• Set task: Render every line of the items below as a JSON array of strings, with one string for each line and no entries for blank lines.
───── Data to process
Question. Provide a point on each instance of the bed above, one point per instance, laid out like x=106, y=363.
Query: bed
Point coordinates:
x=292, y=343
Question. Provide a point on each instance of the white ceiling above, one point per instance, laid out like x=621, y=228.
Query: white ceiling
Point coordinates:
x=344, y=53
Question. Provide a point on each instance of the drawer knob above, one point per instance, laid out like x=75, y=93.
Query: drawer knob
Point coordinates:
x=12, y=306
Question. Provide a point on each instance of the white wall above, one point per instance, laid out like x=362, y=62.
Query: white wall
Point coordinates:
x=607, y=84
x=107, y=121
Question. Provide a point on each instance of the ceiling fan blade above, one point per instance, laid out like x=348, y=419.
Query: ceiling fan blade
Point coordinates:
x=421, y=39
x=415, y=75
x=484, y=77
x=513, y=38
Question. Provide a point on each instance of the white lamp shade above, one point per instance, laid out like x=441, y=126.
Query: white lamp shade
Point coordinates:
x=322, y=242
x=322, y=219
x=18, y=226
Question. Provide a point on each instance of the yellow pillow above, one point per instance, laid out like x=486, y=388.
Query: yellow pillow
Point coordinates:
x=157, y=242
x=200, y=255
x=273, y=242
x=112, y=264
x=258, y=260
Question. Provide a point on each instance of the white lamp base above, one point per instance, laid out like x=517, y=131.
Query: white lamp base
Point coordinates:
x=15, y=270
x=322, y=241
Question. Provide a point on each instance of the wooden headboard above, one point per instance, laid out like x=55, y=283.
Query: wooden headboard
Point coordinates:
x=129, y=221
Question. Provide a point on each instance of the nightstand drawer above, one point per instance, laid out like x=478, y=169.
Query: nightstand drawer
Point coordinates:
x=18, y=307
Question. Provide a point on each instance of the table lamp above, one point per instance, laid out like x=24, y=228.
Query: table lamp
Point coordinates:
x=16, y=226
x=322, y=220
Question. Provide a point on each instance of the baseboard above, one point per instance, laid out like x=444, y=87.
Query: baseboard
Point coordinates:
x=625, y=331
──────────
• Result of the exercise:
[
  "Question. Provide a point on each instance of the bed above, one point per instance, laid out like x=106, y=363.",
  "Query: bed",
  "Point coordinates:",
  "x=292, y=343",
  "Question. Provide a point on each instance of the white ceiling above, one point per instance, laid out like x=621, y=228.",
  "Query: white ceiling",
  "Point coordinates:",
  "x=344, y=53",
  "Question. Provide a point on each instance of the drawer knob above, one point per instance, laid out like x=75, y=93.",
  "Query: drawer knob",
  "Point coordinates:",
  "x=12, y=306",
  "Question. Provide a point on each instance of the white wall above, one point per instance, laid out like x=362, y=62.",
  "Query: white wall",
  "Point coordinates:",
  "x=607, y=84",
  "x=107, y=121",
  "Question. Provide a point on each instance of the ceiling fan blade above, one point per instance, laid out like x=348, y=419.",
  "Query: ceiling fan blade",
  "Point coordinates:",
  "x=421, y=39",
  "x=415, y=75",
  "x=484, y=77",
  "x=513, y=38",
  "Question. Provide a point on each instance of the white lamp shade above, one point per instance, laid out like x=441, y=126.",
  "Query: white lamp shade",
  "Point coordinates:",
  "x=322, y=242",
  "x=322, y=219",
  "x=18, y=226",
  "Question. Provide a point on each instance of the yellow pillow above, one point per instance, laid out like x=486, y=388.",
  "Query: yellow pillow",
  "Point coordinates:",
  "x=157, y=242",
  "x=200, y=255",
  "x=273, y=242",
  "x=112, y=264",
  "x=258, y=260",
  "Question. Provide a point on each instance of the white lamp base above, one point per instance, laid out like x=517, y=131.",
  "Query: white lamp base",
  "Point coordinates:",
  "x=15, y=270",
  "x=322, y=241",
  "Question. Provide a point on each instance of the wooden headboard above, one point per instance, laid out like x=55, y=283.",
  "Query: wooden headboard",
  "Point coordinates:",
  "x=129, y=221",
  "Question. Provide a point on each instance of the nightstand drawer above, one point per instance, laid out like x=478, y=169.",
  "Query: nightstand drawer",
  "Point coordinates:",
  "x=18, y=307",
  "Question. Provide a point on each instance of the table lamp above, one point per instance, laid out like x=24, y=228.",
  "Query: table lamp",
  "Point coordinates:",
  "x=16, y=226",
  "x=322, y=220",
  "Question. Provide a point on each instance of the baseboard above, one point per instance, laid out like x=444, y=87.",
  "Query: baseboard",
  "Point coordinates:",
  "x=625, y=331"
]